* **Text segment**:
The graceful, winding arms of the majestic spiral galaxy M51 (NGC 5194) appear like a grand spiral staircase sweeping through space. They are actually long lanes of stars and gas laced with dust.

This sharpest-ever image of the Whirlpool Galaxy, taken in January 2005 with the Advanced Camera for Surveys aboard NASA's Hubble Space Telescope, illustrates a spiral galaxy's grand design, from its curving spiral arms, where young stars reside, to its yellowish central core, a home of older stars. The galaxy is nicknamed the Whirlpool because of its swirling structure.

* **Provided material**:
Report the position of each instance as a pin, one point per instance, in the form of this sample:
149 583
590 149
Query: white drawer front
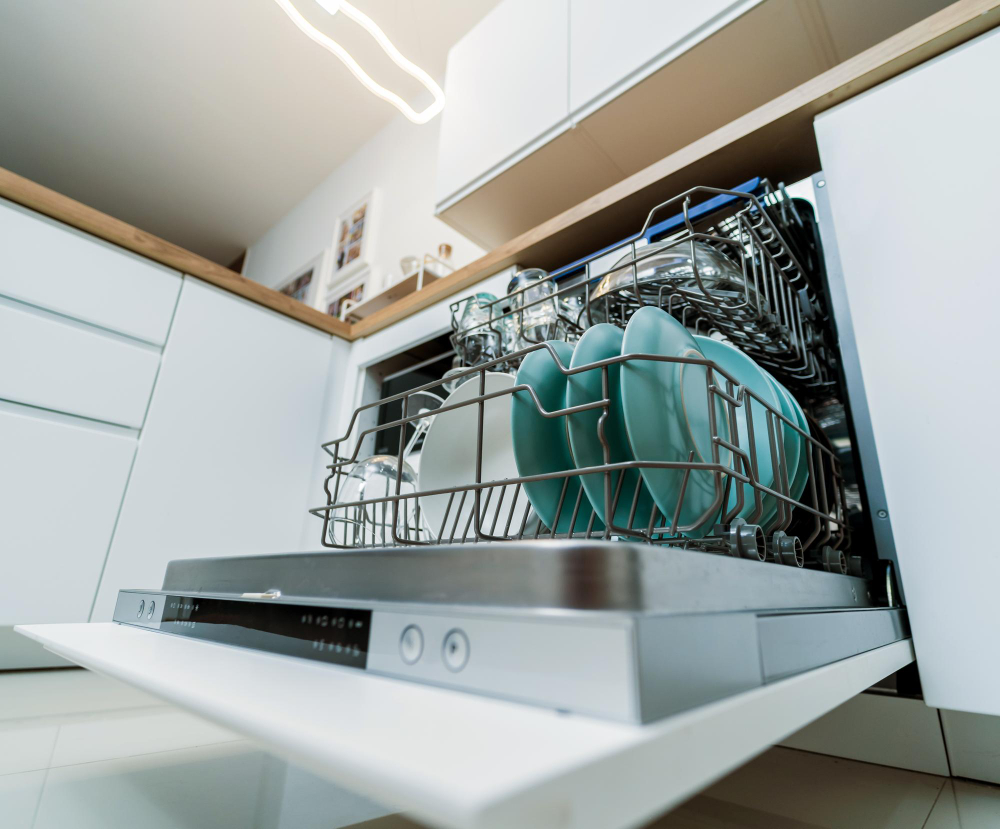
...
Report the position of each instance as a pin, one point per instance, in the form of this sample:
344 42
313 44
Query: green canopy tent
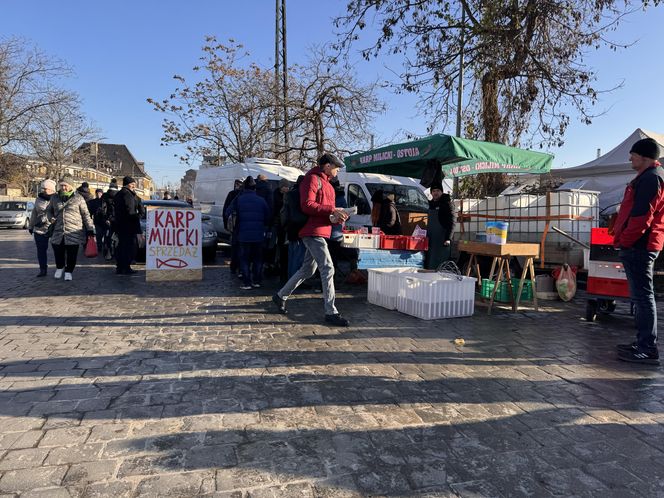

* **Task requirements**:
a – Translate this sentence from the Whirlpool Galaxy passage into Spanish: "The galaxy is nicknamed the Whirlpool because of its swirling structure."
b – Write the next part of the Whirlpool Galaxy passage, starting after its final sentence.
The records come from a separate source, not from the Whirlpool Galaxy passage.

* **Answers provided**:
a – La galaxia recibe el apodo de Remolino debido a su estructura arremolinada.

b –
The Whirlpool's most striking feature is its two curving arms, a hallmark of so-called grand-design spiral galaxies. Many spiral galaxies possess numerous, loosely shaped arms which make their spiral structure less pronounced. These arms serve an important purpose in spiral galaxies. They are star-formation factories, compressing hydrogen gas and creating clusters of new stars. In the Whirlpool, the assembly line begins with the dark clouds of gas on the inner edge, then moves to bright pink star-forming regions, and ends with the brilliant blue star clusters along the outer edge.

Some astronomers believe that the Whirlpool's arms are so prominent because of the effects of a close encounter with NGC 5195, the small, yellowish galaxy at the outermost tip of one of the Whirlpool's arms. At first glance, the compact galaxy appears to be tugging on the arm. Hubble's clear view, however, shows that NGC 5195 is passing behind the Whirlpool. The small galaxy has been gliding past the Whirlpool for hundreds of millions of years.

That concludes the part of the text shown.